• _WORK REQUEST_: Write the entries out in full, matching them exactly.

• _STUDY MATERIAL_:

§ §

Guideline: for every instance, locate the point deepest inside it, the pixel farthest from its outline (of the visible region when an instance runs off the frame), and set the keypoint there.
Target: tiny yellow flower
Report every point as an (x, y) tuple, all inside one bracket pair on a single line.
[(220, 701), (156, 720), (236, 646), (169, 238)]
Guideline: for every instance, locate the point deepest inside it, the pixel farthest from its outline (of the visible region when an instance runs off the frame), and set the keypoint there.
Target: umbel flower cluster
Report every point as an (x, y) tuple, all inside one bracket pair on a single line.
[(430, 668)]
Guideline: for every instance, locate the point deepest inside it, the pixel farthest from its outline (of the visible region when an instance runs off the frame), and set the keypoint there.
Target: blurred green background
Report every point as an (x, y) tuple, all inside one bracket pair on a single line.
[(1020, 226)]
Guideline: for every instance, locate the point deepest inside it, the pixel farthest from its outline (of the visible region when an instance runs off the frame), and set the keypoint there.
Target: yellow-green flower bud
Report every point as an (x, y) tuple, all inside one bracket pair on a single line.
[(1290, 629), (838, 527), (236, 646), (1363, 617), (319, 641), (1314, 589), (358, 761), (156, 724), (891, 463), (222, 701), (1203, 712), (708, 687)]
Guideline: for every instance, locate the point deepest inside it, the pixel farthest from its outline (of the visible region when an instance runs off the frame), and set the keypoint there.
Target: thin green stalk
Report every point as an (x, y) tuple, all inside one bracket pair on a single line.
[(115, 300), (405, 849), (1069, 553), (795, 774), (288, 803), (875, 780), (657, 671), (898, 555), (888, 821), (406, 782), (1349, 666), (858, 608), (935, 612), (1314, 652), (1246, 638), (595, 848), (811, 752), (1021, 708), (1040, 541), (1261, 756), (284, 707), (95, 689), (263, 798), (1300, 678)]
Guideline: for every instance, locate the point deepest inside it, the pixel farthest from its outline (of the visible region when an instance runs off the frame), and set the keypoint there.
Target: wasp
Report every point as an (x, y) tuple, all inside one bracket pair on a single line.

§ §

• _ANSWER TO THE PROBLEM_:
Guideline: for every instance, locate the point deepest inside it, the pixel farthest from its outline (of the visible region when an instance runs off the frame), and set the keypoint there.
Target: tiny yellow flower
Report every point as an (x, y) tuple, all inside one bracket pair on a single line.
[(220, 701), (156, 720), (236, 646), (169, 238)]
Guideline: for every instance, locate the point deepest inside it, the pixel farthest from its outline (of the visible region when an instance runs off the frame), and set the keypoint there.
Target: umbel flower cluster
Report every point as an (x, y) tuple, all inside one bracket pair on a single line.
[(430, 668)]
Guideline: for every instance, locate the point deepest inside it, the pixel farthest from its outline (of the visible region when an instance runs off the frame), and set the keypoint there.
Target: blurred green background
Report every point as an (x, y) tuple, all inside one bracket pair on a single line.
[(1020, 226)]
Guideline: for every instance, locate the point deepest inside it, the pixel farthest from its outline (of the visible region when an instance runs off the frame), and set the keypoint there.
Target: yellow-green flower bud
Report every point as an (x, y) tuple, all inside one bracket pair on a single line.
[(1290, 629), (838, 527), (236, 646), (1363, 617), (319, 641), (1314, 589), (358, 761), (156, 724), (891, 463), (222, 701), (1203, 712), (708, 687)]
Guideline: for every instance, locate the point deepest inside it, the pixel farthest from its outline (of the visible region when an instance runs off the frame), and set the keypoint there.
Target: thin green stalk
Report every point as an (x, y) tuple, all inside one bracket pair on a single line.
[(115, 300), (405, 849), (1069, 553), (795, 774), (288, 803), (875, 780), (657, 671), (898, 555), (888, 821), (406, 782), (1349, 666), (858, 608), (935, 612), (1314, 652), (1246, 638), (595, 848), (811, 752), (1021, 708), (1040, 541), (1261, 756), (284, 707), (95, 689), (263, 798), (1300, 678)]
Guideline: for every instance, locate the point deepest inside it, the pixel farthest from its outline (of the visible region when an instance runs off the frame), and set the keypoint there.
Target: wasp
Report every point as an (x, y) tuple, all inside one bracket pair on a single line.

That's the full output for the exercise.